Dataset records:
>>
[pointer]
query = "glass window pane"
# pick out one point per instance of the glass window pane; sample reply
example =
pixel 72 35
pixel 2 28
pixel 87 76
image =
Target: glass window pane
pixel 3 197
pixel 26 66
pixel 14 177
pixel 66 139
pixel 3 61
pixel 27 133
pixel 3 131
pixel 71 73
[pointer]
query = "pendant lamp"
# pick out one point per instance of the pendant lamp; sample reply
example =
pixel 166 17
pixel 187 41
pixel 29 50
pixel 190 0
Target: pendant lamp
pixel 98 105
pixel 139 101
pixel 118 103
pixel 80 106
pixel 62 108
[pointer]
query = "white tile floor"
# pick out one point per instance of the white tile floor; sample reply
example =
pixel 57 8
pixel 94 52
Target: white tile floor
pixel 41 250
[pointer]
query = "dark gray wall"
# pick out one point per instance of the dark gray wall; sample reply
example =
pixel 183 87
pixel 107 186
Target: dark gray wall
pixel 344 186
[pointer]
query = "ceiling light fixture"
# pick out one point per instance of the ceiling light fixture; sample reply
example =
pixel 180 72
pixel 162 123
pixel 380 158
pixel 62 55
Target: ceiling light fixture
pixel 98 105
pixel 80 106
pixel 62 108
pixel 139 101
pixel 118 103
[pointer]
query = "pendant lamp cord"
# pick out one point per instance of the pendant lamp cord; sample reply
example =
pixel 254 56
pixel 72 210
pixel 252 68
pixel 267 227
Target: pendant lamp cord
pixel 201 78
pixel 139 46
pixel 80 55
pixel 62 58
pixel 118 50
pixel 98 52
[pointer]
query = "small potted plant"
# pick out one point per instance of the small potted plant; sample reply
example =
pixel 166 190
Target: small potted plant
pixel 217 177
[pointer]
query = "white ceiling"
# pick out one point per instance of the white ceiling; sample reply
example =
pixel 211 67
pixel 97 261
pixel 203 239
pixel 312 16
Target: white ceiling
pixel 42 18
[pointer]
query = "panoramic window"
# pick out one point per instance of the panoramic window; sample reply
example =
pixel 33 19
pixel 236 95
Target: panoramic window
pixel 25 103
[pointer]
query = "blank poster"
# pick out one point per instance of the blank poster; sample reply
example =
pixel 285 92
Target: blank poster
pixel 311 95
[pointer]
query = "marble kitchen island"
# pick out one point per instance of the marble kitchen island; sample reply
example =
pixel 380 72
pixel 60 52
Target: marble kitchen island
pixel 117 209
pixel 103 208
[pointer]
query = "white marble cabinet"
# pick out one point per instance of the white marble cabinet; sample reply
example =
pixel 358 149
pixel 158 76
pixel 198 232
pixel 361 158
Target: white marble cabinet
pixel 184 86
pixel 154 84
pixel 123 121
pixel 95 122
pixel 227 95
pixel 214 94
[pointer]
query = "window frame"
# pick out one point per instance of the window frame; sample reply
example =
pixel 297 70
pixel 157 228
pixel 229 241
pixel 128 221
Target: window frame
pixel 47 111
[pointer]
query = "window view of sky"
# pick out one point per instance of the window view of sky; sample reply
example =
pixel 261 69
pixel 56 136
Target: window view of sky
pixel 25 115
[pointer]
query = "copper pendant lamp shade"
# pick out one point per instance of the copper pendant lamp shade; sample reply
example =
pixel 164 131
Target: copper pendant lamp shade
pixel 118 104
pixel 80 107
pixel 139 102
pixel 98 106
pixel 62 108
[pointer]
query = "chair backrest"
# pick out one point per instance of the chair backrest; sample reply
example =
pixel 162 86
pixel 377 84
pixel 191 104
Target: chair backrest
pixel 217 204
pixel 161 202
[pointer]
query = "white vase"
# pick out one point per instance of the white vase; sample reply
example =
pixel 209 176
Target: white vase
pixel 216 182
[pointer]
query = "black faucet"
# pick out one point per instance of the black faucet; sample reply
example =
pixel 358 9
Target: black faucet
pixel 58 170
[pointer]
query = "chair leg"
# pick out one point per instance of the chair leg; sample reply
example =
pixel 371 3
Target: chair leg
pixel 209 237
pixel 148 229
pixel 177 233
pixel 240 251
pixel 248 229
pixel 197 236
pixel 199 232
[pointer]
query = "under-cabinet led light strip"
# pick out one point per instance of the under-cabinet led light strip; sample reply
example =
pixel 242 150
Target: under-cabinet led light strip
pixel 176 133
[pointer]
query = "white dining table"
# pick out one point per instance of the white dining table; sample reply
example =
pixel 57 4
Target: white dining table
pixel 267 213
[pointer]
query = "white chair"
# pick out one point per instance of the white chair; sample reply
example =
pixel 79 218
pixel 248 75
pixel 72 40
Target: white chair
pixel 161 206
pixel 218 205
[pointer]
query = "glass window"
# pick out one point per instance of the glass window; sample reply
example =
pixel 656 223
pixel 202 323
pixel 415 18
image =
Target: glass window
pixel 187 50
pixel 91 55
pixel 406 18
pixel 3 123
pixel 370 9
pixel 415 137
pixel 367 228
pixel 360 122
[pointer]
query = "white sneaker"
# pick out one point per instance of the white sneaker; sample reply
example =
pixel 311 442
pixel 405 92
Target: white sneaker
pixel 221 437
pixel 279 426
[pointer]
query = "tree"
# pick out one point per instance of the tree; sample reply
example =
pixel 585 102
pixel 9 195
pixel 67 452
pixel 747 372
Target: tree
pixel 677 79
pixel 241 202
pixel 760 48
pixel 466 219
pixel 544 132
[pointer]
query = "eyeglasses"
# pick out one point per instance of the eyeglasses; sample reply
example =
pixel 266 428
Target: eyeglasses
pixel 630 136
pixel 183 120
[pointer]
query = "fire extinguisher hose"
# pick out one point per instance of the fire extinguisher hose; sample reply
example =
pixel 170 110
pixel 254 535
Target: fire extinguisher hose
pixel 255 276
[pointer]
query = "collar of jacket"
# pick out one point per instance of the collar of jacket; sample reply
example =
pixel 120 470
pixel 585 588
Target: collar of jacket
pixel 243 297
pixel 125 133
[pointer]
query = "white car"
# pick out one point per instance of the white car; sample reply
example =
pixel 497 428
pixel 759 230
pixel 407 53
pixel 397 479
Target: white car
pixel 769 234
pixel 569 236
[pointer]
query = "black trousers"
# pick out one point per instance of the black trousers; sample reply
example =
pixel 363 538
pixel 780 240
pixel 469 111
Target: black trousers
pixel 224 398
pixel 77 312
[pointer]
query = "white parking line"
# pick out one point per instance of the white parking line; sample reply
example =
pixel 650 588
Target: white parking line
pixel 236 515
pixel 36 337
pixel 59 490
<<
#### Activity
Copy the entries above exactly. Miss none of them.

#### Answer to the exercise
[pointer]
query = "glass window pane"
# pick out one point per instance of the glass window pane; sample reply
example =
pixel 72 35
pixel 2 28
pixel 87 76
image =
Target: glass window pane
pixel 3 197
pixel 26 66
pixel 14 177
pixel 66 139
pixel 3 61
pixel 27 133
pixel 3 131
pixel 71 73
[pointer]
query = "pendant lamp"
# pick out one point per instance of the pendant lamp; sample reply
example =
pixel 166 17
pixel 187 41
pixel 29 50
pixel 190 0
Target: pendant lamp
pixel 98 105
pixel 139 101
pixel 118 103
pixel 80 106
pixel 62 108
[pointer]
query = "white tile floor"
# pick out one point per instance of the white tile floor; sample reply
example =
pixel 57 8
pixel 94 52
Target: white tile floor
pixel 41 250
[pointer]
query = "dark gray wall"
# pick out one point per instance of the dark gray wall; sample reply
example =
pixel 183 87
pixel 107 186
Target: dark gray wall
pixel 344 186
[pointer]
query = "ceiling light fixture"
# pick out one point per instance of the ceiling light fixture; sample reply
example =
pixel 180 72
pixel 162 123
pixel 380 158
pixel 62 55
Target: ceiling light fixture
pixel 98 105
pixel 80 106
pixel 62 108
pixel 139 101
pixel 118 103
[pointer]
query = "pendant lamp cord"
# pick out one point per instance of the pendant lamp cord; sample reply
example =
pixel 254 56
pixel 72 210
pixel 252 68
pixel 267 227
Target: pendant lamp cord
pixel 201 78
pixel 139 46
pixel 80 55
pixel 62 58
pixel 118 50
pixel 98 52
[pointer]
query = "small potted plant"
# pick out one point per instance of the small potted plant; sample reply
example =
pixel 166 190
Target: small potted plant
pixel 217 177
[pointer]
query = "white ceiling"
# pick out one point per instance of the white ceiling; sample reply
example =
pixel 211 67
pixel 97 261
pixel 203 239
pixel 312 16
Target: white ceiling
pixel 42 18
[pointer]
query = "panoramic window"
# pick out one point per instance of the panoramic window; sample reply
example =
pixel 33 19
pixel 236 95
Target: panoramic window
pixel 25 103
[pointer]
query = "blank poster"
# pick out one point per instance of the blank poster; sample reply
example =
pixel 285 92
Target: blank poster
pixel 311 95
[pointer]
query = "marble kitchen island"
# pick out one point per instance of the marble kitchen island; sample reply
example =
pixel 380 72
pixel 60 52
Target: marble kitchen island
pixel 117 209
pixel 103 208
[pointer]
query = "white marble cabinet"
# pick out one point per instance of the white marble cabinet; sample reply
example =
pixel 358 149
pixel 158 76
pixel 198 232
pixel 361 158
Target: white marble cabinet
pixel 184 86
pixel 154 84
pixel 123 121
pixel 95 122
pixel 227 95
pixel 214 94
[pointer]
query = "window frame"
# pick out one point per instance of the window frame; sample reply
example =
pixel 297 70
pixel 157 228
pixel 229 241
pixel 128 221
Target: window frame
pixel 47 111
[pointer]
query = "window view of sky"
# pick out one point per instance of the window view of sky; sample reply
example =
pixel 261 69
pixel 56 136
Target: window view of sky
pixel 25 115
[pointer]
query = "copper pendant lamp shade"
# pick out one point per instance of the copper pendant lamp shade; sample reply
example =
pixel 164 131
Target: copper pendant lamp shade
pixel 118 104
pixel 80 107
pixel 139 102
pixel 98 106
pixel 62 108
[pointer]
query = "chair backrest"
# pick out one point per instance of the chair backrest; sample reply
example =
pixel 162 86
pixel 377 84
pixel 191 104
Target: chair backrest
pixel 217 204
pixel 161 202
[pointer]
query = "white vase"
# pick out one point per instance of the white vase; sample reply
example =
pixel 209 176
Target: white vase
pixel 216 182
[pointer]
query = "black faucet"
# pick out one point per instance of the black faucet; sample reply
example =
pixel 358 9
Target: black faucet
pixel 58 170
[pointer]
query = "chair leg"
# pick out one point per instance of the chair leg; sample reply
example =
pixel 371 3
Target: chair leg
pixel 209 237
pixel 148 229
pixel 177 233
pixel 240 251
pixel 248 229
pixel 197 236
pixel 199 232
[pointer]
query = "under-cabinet led light strip"
# pick out one point per instance of the under-cabinet led light strip; sample reply
example =
pixel 242 150
Target: under-cabinet led light strip
pixel 176 133
[pointer]
query = "white dining table"
# pick out one point per instance of the white dining table; sample reply
example =
pixel 57 4
Target: white dining table
pixel 267 213
[pointer]
query = "white chair"
# pick out one point per instance of the white chair; sample reply
example =
pixel 79 218
pixel 248 75
pixel 72 40
Target: white chair
pixel 161 206
pixel 218 205
[pointer]
query = "glass window"
# pick out one point per instance of the glass window; sample reply
example =
pixel 656 223
pixel 202 323
pixel 415 18
image =
Target: glass window
pixel 187 50
pixel 91 55
pixel 406 18
pixel 3 123
pixel 370 9
pixel 415 137
pixel 367 228
pixel 360 122
[pointer]
query = "white sneaker"
# pick out one point per instance of the white sneaker; sample reply
example =
pixel 311 442
pixel 405 92
Target: white sneaker
pixel 221 437
pixel 279 426
[pointer]
query = "tree"
# pick out one point per instance of the tree; sample reply
example =
pixel 585 102
pixel 9 195
pixel 67 452
pixel 747 372
Target: tree
pixel 677 79
pixel 241 202
pixel 760 48
pixel 466 219
pixel 544 132
[pointer]
query = "eyeglasses"
# pick out one point per instance of the eyeglasses; sample reply
example =
pixel 266 428
Target: eyeglasses
pixel 630 136
pixel 183 120
[pointer]
query = "fire extinguisher hose"
# pick out one point per instance of the fire extinguisher hose; sample reply
example =
pixel 170 110
pixel 254 535
Target: fire extinguisher hose
pixel 255 276
[pointer]
query = "collar of jacket"
# pick out one point per instance of the collar of jacket; sample reply
example =
pixel 120 470
pixel 585 588
Target: collar of jacket
pixel 243 297
pixel 125 133
[pointer]
query = "white car"
# pick out one point per instance of the white car; sample reply
example =
pixel 497 428
pixel 759 230
pixel 407 53
pixel 397 479
Target: white car
pixel 769 234
pixel 569 236
[pointer]
query = "black trousers"
# pick out one point per instance of the black trousers; sample reply
example =
pixel 363 538
pixel 780 240
pixel 469 111
Target: black trousers
pixel 224 398
pixel 77 312
[pointer]
query = "white parking line"
# pick out one point per instance of the white parking line; sample reply
example =
pixel 650 588
Target: white parking line
pixel 236 515
pixel 36 337
pixel 59 490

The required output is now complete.